> [PROBLEM STATEMENT] Find each line in the entries below that contains the string "boxes", matching case exactly, and copy those lines out.

[Image box annotation entries]
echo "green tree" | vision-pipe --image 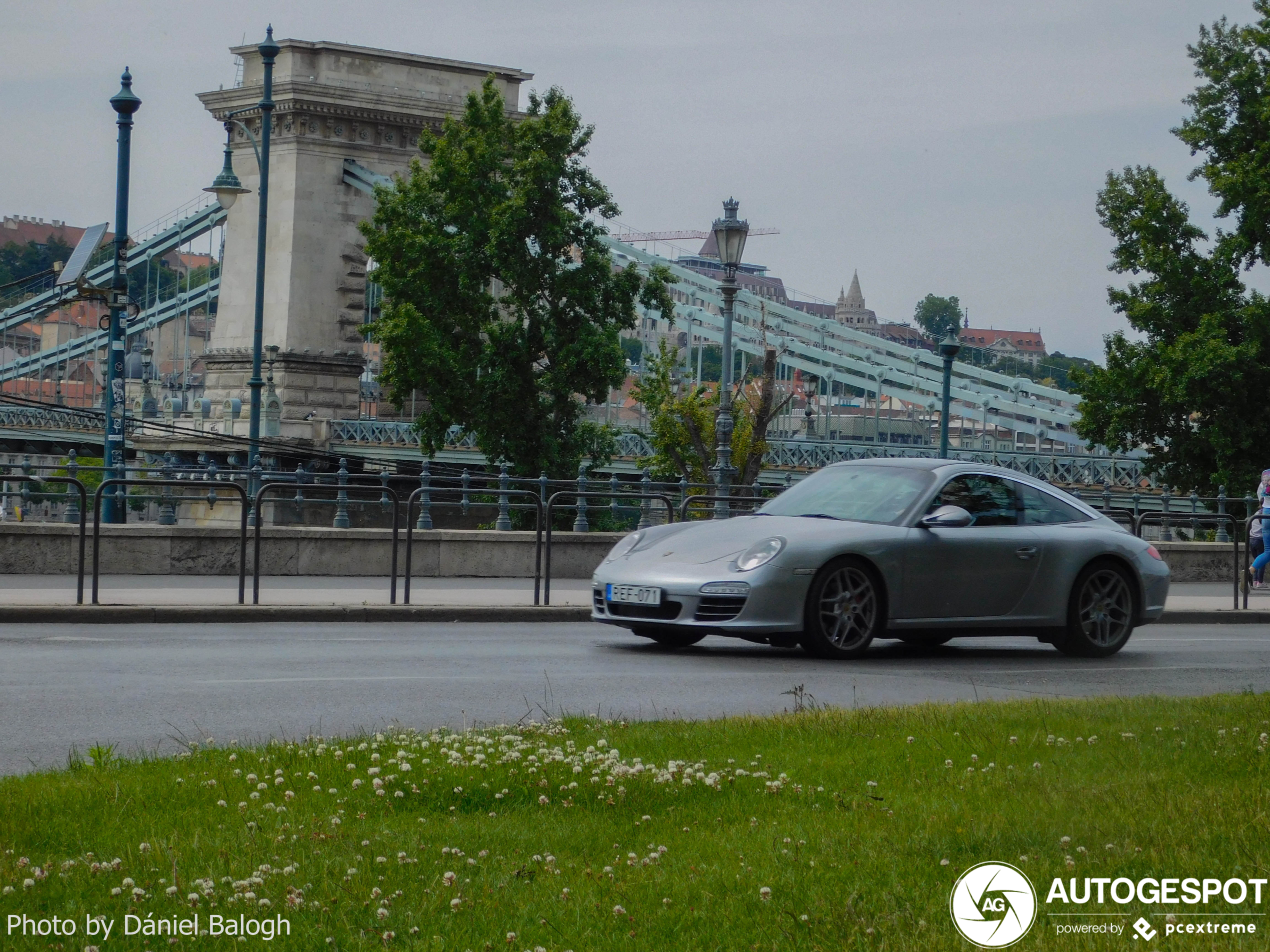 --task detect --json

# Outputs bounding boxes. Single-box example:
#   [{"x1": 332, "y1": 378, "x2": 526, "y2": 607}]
[
  {"x1": 632, "y1": 338, "x2": 791, "y2": 486},
  {"x1": 362, "y1": 77, "x2": 673, "y2": 476},
  {"x1": 1070, "y1": 167, "x2": 1270, "y2": 493},
  {"x1": 1070, "y1": 0, "x2": 1270, "y2": 491},
  {"x1": 913, "y1": 294, "x2": 965, "y2": 340},
  {"x1": 1174, "y1": 0, "x2": 1270, "y2": 266}
]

> [WRITTEN REPLY]
# Outputs bounding boxes. Single-box example:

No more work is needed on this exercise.